Exercises to complete ->
a – In the passage on wellness programs for remote workers, what daily outcome is offered as an example to tie rewards to?
b – Pick up the passage on wellness programs for remote workers after its last sentence and write the next part.

------ Passage given

2. Anytime/anywhere activities
Be sure there are aspects of the program that are accessible to all employees – like online health improvement programs and telephonic coaching. And consider providing equipment – such as activity trackers – to all employees, then tie rewards to associated outcomes (like 10,000 steps a day).
3. Remote workers cannot live on email alone
It’s tempting to just fling messages into the ether and hope they land where (and how) you want them. But keep in mind that remote workers are reliant on email more than office-based employees, so it’s easy for things to get lost in the shuffle. It’s also less personal, so embrace multiple channels with these folks. Home mailings, Skype calls just for telecommuters, IM, social media and the good old phone should all be worked into your communication strategy as well.
4. Watch your words
Since most of your communication with remote workers won’t be face-to-face, your wellness program messaging should be especially warm and supportive. Have someone review your key messages to ensure they’re inclusive (no “red-headed stepchildren” treatment, please) and encouraging. Also, make sure there’s a clear call to action, since follow-up – and clarifying water cooler conversation – is more challenging for this audience.

------------
------ Records supplied

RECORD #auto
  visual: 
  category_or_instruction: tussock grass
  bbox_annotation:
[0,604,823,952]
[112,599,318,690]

------------
------ Records supplied

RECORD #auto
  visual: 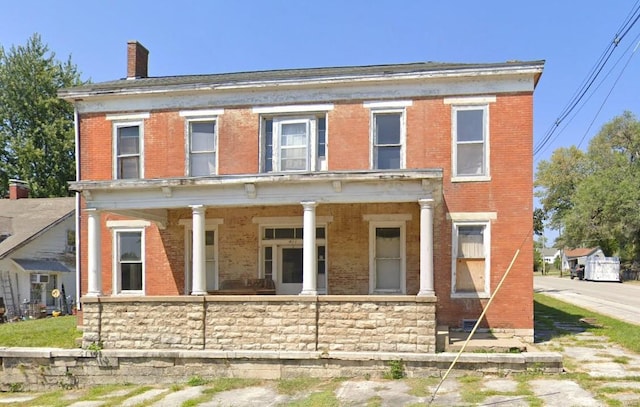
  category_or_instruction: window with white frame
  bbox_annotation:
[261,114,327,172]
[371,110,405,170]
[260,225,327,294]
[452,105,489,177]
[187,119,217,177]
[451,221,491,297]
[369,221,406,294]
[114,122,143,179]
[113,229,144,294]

------------

Final results ->
a – 10,000 steps a day.

b –
5. Think corporate, act local
Yes, this is a company-wide wellness program, but what can you do to make some “offline” aspects available to employees not in the HQ vicinity? We’re talking local gym memberships, promoting fun runs and walks in their cities (and rewarding participants with points), even forming teams of remote employees in the same area so they can enjoy the camaraderie AND competition.
6. Gather together
Even the most productive remote workers enjoy bonding with their colleagues (there’s nothing like quality matching-name-with-face time). At Limeade, 25% of our workforce is remote, so we encourage remote employees to drop by our headquarters on a regular basis – to both work and hang out. Consider setting aside budget to get everyone together on a quarterly basis. If you can swing this at your company, think about how to incorporate wellness into this company time (feel free to snag ideas from our Employee Health & Fitness Day celebration, as well as our Frozen Fridays). We can say from experience that it’s both incredibly fun and very effective at keeping all of us Limemates fit, healthy…and connected!